[Records excerpted from a collection]

>>>

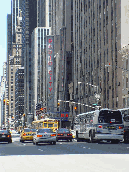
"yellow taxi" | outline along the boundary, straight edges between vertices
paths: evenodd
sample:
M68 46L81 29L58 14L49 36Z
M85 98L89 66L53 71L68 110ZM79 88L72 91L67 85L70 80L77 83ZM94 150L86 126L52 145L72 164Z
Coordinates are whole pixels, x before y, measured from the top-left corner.
M20 134L20 142L33 141L33 135L36 133L36 129L24 128Z

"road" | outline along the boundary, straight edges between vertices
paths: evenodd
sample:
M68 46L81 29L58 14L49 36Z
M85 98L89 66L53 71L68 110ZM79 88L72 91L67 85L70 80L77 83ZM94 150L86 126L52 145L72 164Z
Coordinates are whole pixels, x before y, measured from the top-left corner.
M0 143L0 156L8 155L64 155L64 154L129 154L129 144L119 143L87 143L60 141L56 145L32 142L19 142L19 137L13 138L11 144Z
M13 137L11 144L0 143L1 172L127 172L129 144L57 142L33 145Z

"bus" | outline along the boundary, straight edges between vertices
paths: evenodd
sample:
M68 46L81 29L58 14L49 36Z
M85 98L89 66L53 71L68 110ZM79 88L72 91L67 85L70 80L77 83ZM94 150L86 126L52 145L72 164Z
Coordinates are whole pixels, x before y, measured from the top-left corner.
M110 141L119 143L124 139L124 125L119 110L101 109L77 115L77 142Z
M53 132L56 132L59 128L59 122L56 119L40 119L32 122L32 128L40 129L40 128L51 128Z
M124 123L124 142L129 143L129 108L119 109Z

<<<

| EXERCISE |
Leave the pictures out and copy the rest of the data exactly.

| TASK ANSWER |
"yellow taxi" | outline along the boundary, straight edges between vertices
paths: evenodd
sample:
M68 46L81 29L58 14L49 36Z
M85 98L89 66L53 71L68 110ZM79 88L72 91L67 85L70 80L77 83ZM94 150L86 126L52 145L72 164Z
Coordinates are whole pixels, x before y, measured from the top-left corner.
M20 134L20 142L33 141L33 135L36 133L36 129L24 128Z

"road" | outline along the boundary, straight edges between vertices
paths: evenodd
sample:
M68 46L81 29L58 14L49 36Z
M85 98L89 66L53 71L68 110ZM79 88L72 91L67 85L70 80L77 83ZM94 150L86 126L52 145L72 164Z
Coordinates are whole pixels, x before y, measured from the top-left corner.
M0 143L0 156L8 155L64 155L64 154L129 154L129 144L119 143L87 143L60 141L56 145L32 142L19 142L19 137L13 138L11 144Z
M13 137L11 144L0 143L1 172L127 172L129 144L57 142L33 145Z

"bus" | outline along the boundary, straight edges between vertices
paths: evenodd
sample:
M68 46L81 29L58 14L49 36Z
M85 98L89 66L53 71L68 110ZM79 88L72 91L67 85L70 80L77 83ZM94 150L86 126L52 145L72 164Z
Coordinates are whole pixels, x before y, measured from the top-left corner.
M110 141L119 143L124 139L124 125L119 110L101 109L77 115L77 142Z
M53 132L56 132L59 128L59 122L56 119L40 119L32 122L32 128L40 129L40 128L51 128Z
M124 123L124 142L129 143L129 108L119 109Z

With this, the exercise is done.